## Text passage
It is so horrible that a brilliant man like Mr. Ohm whose work is literally used constantly all over the world was not able to prosper by his work! Everyone who works with electricity in any capacity owes George Ohm a serious debt; alas all we can do is remember his contribution and celebrate his legacy.
Kathy Loves to gesticulate explaining Physics & History ;) . Seriously, great video Kathy. This combines my two great loves: history and science, especially electricity.
Those laws are the Zenith of European science: Ampère was French, Volta Italian, Watt British and Ohm german...
Yet another absolutely magnetic video. I had no idea that so much " real life" was behind Ohm's laws. These videos should be sold as boxed sets of DVDs. They are brilliant and, I am sure that they can attract young people to the wonders of science, These videos should be seen in the classroom. We love stories about people and hate dry-a dust lists of formulae. Your videos make the subject come to life. Thank you yet again.
You are welcome.
Great video - Wheatstone Bridge is at the core of how most modern electronic weight scales work (known as a " strain gauge load cell" in the industry) - so while not at the level of Ohm's laws it has neat modern relevancy.
That was great! Had no idea about Ohm's life, despite his work being fundamental to my field. Very neat!
Another excellent presentation. However, let me point out that in today's world, the old unit of conductance (Mho) has been replaced by Siemens, symbol upper case "S."
I'd like to hear about Wheatstone's bridge and it's applications.
I really love this genre of video. I've recently tried a historical video on the first transatlantic cable and how it led to modern transmission theory. It would make a great topic for a video.
16:45
Small correction: conductance is the inverse of resistance, conductivity is the inverse of resistivity.
Great video, though! I wish there would be more content in general on the history of scientific theories, rather than just biographies or just theory. Specifically, how scientists derived theories with the knowledge and methods known at the time is something I find super interesting!

## Provided records
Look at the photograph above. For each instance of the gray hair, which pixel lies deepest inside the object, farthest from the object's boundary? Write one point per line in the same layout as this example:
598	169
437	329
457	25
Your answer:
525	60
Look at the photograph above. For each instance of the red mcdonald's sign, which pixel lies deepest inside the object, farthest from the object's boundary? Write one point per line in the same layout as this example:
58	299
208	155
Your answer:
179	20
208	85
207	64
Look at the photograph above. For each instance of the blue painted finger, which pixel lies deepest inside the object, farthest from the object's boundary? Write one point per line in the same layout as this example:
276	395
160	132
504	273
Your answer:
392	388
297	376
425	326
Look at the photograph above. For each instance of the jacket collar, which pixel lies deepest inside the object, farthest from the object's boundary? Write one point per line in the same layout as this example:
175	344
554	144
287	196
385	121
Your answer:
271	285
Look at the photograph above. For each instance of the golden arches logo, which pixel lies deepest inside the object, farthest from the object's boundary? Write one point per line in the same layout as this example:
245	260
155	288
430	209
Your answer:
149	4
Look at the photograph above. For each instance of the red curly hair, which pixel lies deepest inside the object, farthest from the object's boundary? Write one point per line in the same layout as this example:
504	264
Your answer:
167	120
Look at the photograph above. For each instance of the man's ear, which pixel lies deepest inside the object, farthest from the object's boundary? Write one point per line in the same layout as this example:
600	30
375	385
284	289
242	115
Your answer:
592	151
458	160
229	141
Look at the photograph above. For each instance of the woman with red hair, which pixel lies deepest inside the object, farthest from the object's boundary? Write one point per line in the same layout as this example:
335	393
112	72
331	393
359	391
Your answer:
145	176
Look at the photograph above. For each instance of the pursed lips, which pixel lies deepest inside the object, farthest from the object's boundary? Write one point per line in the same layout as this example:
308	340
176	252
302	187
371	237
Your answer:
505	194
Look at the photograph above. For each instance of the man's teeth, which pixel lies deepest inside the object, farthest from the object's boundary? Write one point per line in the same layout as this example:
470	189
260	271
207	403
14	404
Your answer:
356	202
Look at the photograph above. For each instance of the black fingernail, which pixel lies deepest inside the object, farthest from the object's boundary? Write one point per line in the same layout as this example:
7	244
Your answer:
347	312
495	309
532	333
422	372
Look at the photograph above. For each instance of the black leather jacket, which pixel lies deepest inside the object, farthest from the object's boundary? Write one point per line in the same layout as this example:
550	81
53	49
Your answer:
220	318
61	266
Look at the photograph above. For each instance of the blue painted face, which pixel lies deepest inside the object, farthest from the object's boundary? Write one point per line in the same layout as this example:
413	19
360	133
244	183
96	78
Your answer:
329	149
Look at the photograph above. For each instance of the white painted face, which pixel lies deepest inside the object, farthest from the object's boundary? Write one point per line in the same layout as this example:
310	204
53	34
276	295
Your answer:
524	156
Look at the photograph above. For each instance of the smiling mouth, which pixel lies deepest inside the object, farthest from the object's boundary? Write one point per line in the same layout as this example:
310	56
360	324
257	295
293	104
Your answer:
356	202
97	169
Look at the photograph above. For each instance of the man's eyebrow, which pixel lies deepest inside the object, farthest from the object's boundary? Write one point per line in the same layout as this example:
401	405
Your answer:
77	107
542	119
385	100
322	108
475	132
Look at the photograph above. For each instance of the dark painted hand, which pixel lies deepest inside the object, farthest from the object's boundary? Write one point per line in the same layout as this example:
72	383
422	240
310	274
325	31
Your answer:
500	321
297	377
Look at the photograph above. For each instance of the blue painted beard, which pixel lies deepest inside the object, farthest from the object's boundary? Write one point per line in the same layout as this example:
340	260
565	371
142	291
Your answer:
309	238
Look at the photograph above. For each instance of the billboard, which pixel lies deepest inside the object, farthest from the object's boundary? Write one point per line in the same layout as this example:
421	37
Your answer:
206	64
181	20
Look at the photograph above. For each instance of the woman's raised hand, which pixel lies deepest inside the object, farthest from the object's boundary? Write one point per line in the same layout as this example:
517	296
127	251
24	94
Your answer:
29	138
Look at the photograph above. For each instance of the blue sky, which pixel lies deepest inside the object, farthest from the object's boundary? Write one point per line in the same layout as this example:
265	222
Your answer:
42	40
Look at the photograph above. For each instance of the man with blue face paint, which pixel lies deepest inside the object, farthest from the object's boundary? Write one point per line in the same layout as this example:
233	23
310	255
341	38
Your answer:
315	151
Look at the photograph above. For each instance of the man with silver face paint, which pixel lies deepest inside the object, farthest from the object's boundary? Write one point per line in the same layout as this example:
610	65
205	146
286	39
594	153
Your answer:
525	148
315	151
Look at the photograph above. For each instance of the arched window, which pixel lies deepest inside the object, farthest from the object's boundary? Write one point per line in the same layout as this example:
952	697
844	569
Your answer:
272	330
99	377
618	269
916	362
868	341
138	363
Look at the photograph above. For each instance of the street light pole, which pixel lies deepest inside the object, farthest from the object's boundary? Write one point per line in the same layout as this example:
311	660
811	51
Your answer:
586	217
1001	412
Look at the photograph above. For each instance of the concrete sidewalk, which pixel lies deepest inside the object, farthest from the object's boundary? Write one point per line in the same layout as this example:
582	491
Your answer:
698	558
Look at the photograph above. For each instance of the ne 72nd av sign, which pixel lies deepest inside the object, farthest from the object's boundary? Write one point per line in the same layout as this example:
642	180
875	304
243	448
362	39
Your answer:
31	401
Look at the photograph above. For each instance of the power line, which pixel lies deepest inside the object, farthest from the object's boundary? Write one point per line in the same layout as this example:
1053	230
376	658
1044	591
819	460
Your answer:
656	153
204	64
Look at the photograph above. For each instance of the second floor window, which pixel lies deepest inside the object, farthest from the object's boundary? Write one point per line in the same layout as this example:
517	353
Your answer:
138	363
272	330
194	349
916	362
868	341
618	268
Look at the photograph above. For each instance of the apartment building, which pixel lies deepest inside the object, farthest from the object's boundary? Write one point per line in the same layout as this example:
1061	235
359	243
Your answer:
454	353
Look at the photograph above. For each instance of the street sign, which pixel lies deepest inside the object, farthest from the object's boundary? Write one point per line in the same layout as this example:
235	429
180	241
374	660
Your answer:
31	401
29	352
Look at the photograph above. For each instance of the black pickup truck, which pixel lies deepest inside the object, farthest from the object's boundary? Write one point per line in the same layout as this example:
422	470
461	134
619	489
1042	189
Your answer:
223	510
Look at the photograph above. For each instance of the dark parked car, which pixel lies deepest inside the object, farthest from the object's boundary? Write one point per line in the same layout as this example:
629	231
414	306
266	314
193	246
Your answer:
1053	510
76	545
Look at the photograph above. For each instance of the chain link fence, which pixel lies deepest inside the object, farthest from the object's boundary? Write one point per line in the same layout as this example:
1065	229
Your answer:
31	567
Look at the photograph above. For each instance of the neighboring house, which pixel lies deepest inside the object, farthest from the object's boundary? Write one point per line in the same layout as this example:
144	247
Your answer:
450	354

## Problems and tasks
[1] Decide whether each statement agrees with the comments on the Ohm video, answering yes or no and quoting the deciding words: (a) a commenter says the Wheatstone Bridge is at the core of how most modern electronic weight scales work; (b) a commenter says the Siemens has been replaced by the Mho; (c) a commenter says Volta was French.
[2] Repeat the part of the comments on the Ohm video starting with "You are welcome." and going on through "inverse of resistivity.".
The records are separate material, unrelated to the comments on the Ohm video.

## Answers by item number
[1]
(a) Yes: "Wheatstone Bridge is at the core of how most modern electronic weight scales work"
(b) No: "the old unit of conductance (Mho) has been replaced by Siemens"
(c) No: "Ampère was French, Volta Italian"

[2]
You are welcome.
Great video - Wheatstone Bridge is at the core of how most modern electronic weight scales work (known as a " strain gauge load cell" in the industry) - so while not at the level of Ohm's laws it has neat modern relevancy.
That was great! Had no idea about Ohm's life, despite his work being fundamental to my field. Very neat!
Another excellent presentation. However, let me point out that in today's world, the old unit of conductance (Mho) has been replaced by Siemens, symbol upper case "S."
I'd like to hear about Wheatstone's bridge and it's applications.
I really love this genre of video. I've recently tried a historical video on the first transatlantic cable and how it led to modern transmission theory. It would make a great topic for a video.
16:45
Small correction: conductance is the inverse of resistance, conductivity is the inverse of resistivity.